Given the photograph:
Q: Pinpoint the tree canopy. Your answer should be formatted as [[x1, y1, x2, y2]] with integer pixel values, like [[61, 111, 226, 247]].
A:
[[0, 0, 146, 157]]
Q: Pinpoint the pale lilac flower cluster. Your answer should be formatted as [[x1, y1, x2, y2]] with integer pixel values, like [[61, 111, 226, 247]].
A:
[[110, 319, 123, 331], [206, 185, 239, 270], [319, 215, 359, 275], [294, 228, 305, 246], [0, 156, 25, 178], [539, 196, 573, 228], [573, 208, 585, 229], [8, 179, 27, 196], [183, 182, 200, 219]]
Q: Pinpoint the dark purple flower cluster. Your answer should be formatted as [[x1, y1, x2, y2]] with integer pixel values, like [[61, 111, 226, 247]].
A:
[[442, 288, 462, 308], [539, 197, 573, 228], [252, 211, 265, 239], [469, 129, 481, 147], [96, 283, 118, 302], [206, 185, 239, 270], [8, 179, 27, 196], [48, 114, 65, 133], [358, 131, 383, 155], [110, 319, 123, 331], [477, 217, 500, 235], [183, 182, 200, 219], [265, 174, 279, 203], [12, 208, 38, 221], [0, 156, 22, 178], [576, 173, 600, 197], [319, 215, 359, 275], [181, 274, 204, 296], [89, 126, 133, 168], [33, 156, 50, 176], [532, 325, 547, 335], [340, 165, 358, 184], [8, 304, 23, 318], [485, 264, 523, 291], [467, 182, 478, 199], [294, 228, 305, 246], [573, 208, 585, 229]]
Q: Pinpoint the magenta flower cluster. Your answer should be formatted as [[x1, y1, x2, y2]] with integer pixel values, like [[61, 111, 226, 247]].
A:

EXERCISE TASK
Can you rewrite the data from its start through the line that contains "[[0, 0, 146, 157]]", substituting "leafy crown" for "tree canopy" and keeping everything else unchanged?

IN RESPONSE
Given the photograph:
Q: Pinpoint the leafy crown. Your answer should be formatted as [[x1, y1, x2, y2]] with integer pixel values, like [[61, 111, 226, 247]].
A:
[[0, 0, 146, 157]]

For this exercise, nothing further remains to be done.